WORK TO COMPLETE:
Out of the material that follows, write out exactly the lines from the line with "Identify the stone" to the line with "Identify the construction", both ends included, and no others.

(GIVEN RECORDS Opens)

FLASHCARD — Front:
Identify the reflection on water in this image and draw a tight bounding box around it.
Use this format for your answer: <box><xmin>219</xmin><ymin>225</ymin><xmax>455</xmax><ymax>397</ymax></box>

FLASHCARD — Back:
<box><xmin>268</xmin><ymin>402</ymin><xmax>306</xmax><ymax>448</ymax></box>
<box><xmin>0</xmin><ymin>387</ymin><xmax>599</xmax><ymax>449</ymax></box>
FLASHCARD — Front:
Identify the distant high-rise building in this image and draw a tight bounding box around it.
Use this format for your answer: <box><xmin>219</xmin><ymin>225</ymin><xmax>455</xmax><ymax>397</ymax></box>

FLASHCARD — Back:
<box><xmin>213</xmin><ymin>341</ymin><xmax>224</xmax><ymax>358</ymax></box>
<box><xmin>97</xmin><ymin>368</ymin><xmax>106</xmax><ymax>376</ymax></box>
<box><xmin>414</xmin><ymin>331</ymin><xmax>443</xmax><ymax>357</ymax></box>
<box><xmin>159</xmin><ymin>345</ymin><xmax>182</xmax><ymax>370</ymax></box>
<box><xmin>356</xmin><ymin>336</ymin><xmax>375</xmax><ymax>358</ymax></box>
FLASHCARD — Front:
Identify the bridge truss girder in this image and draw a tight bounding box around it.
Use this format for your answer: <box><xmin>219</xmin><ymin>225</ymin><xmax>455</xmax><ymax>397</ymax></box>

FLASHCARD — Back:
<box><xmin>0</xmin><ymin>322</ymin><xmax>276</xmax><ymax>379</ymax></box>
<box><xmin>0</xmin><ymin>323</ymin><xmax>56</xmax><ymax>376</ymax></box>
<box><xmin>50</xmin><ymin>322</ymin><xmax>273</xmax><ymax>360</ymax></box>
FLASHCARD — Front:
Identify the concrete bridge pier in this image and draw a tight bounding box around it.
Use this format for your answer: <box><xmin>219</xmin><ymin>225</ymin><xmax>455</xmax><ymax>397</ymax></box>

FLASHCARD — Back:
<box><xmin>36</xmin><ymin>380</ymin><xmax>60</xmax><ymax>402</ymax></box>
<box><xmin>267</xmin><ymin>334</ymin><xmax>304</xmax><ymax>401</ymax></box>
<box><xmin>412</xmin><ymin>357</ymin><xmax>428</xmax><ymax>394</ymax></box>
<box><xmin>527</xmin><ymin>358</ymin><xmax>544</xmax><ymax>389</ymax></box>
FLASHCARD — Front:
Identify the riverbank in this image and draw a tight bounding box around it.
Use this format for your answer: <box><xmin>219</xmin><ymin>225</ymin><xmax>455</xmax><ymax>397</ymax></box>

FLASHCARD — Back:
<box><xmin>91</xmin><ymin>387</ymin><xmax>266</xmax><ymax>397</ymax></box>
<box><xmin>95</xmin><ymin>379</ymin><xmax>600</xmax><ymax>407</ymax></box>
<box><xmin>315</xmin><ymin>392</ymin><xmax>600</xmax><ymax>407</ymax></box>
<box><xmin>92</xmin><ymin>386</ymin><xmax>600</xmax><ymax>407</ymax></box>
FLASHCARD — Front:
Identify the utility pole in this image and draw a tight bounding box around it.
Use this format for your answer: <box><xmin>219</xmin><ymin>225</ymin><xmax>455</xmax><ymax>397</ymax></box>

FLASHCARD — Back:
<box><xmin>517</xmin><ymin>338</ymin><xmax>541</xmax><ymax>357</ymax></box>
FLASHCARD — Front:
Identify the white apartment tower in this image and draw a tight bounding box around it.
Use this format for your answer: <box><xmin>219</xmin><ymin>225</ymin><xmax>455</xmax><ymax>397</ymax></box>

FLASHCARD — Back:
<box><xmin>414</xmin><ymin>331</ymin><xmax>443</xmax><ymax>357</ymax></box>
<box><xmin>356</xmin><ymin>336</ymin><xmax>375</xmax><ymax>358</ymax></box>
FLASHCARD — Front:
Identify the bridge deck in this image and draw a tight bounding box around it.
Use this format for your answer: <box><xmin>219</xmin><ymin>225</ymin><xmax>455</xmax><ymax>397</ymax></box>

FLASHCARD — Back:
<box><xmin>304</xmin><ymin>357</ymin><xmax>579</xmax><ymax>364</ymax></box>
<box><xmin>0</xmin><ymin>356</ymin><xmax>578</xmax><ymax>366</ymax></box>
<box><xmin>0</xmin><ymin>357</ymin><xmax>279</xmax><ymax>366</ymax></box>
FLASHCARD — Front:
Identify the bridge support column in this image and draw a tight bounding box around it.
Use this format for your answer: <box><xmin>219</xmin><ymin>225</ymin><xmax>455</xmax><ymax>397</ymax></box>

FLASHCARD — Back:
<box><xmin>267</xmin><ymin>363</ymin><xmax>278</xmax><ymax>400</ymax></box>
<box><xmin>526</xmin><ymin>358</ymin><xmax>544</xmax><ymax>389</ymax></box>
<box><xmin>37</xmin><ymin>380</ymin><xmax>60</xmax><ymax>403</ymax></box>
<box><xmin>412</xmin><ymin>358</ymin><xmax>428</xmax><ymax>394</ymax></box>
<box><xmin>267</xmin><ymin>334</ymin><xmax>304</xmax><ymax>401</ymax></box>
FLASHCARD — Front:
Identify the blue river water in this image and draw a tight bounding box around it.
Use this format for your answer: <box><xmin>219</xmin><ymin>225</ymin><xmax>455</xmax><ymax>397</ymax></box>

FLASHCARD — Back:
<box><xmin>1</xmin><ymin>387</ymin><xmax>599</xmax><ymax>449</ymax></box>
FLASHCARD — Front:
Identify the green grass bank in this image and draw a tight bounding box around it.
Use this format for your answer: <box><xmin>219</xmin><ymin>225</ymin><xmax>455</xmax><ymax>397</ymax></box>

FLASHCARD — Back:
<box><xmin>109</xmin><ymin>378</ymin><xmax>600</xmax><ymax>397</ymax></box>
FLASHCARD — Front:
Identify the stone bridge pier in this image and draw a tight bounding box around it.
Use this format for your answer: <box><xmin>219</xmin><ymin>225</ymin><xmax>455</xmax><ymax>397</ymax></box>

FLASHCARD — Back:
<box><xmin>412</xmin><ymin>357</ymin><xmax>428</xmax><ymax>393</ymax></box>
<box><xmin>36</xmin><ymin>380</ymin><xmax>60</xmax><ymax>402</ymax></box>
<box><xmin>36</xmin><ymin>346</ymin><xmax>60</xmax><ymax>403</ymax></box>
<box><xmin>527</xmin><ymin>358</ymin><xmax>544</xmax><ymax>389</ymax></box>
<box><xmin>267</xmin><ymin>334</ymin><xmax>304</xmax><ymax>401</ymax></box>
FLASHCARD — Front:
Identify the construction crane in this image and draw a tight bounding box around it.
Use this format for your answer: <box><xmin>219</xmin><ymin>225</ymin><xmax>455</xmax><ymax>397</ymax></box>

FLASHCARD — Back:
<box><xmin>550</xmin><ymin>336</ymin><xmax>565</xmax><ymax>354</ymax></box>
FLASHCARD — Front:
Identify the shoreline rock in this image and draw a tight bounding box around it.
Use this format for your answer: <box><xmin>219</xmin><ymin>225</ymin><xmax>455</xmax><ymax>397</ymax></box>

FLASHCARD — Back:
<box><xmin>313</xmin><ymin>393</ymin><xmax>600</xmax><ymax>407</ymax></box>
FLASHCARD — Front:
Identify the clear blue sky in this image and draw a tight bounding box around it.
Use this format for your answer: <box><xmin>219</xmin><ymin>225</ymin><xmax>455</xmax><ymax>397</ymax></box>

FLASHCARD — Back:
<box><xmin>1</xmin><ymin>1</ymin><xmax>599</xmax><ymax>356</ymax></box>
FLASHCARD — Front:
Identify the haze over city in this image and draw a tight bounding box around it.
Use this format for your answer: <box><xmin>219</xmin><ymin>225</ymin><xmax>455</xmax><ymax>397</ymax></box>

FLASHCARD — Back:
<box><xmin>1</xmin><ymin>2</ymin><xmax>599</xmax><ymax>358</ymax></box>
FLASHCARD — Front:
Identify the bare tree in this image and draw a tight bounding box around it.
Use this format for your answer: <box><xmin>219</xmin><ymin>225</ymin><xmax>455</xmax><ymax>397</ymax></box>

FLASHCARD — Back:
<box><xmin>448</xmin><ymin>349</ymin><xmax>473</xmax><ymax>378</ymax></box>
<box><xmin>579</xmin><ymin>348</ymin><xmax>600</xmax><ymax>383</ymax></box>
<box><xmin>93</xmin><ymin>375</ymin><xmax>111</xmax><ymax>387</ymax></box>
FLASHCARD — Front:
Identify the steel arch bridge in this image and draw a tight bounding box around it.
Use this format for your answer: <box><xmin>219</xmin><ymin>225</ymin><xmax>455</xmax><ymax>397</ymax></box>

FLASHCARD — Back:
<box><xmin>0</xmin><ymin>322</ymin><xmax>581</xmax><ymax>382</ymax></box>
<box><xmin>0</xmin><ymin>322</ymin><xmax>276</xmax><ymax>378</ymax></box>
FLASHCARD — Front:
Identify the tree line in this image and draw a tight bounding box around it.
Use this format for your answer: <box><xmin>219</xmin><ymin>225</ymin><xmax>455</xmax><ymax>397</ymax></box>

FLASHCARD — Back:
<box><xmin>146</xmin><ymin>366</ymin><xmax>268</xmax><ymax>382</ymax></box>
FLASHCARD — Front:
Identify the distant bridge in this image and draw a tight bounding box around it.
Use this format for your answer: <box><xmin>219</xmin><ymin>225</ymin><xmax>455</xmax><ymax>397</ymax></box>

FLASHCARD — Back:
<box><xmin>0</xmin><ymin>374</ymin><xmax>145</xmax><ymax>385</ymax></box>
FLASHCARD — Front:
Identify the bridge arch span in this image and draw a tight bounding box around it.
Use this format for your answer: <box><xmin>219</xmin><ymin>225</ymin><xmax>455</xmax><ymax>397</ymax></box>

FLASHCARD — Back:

(GIVEN RECORDS Closes)

ANSWER TO THIS TASK:
Identify the stone bridge pier in this image and draw a tight bounding box around it.
Use this format for your answer: <box><xmin>219</xmin><ymin>225</ymin><xmax>455</xmax><ymax>397</ymax></box>

FLASHCARD — Back:
<box><xmin>412</xmin><ymin>357</ymin><xmax>428</xmax><ymax>393</ymax></box>
<box><xmin>36</xmin><ymin>380</ymin><xmax>60</xmax><ymax>402</ymax></box>
<box><xmin>36</xmin><ymin>346</ymin><xmax>60</xmax><ymax>403</ymax></box>
<box><xmin>527</xmin><ymin>358</ymin><xmax>544</xmax><ymax>389</ymax></box>
<box><xmin>267</xmin><ymin>334</ymin><xmax>304</xmax><ymax>401</ymax></box>
FLASHCARD — Front:
Identify the construction crane in this image and draw a tight bounding box around it.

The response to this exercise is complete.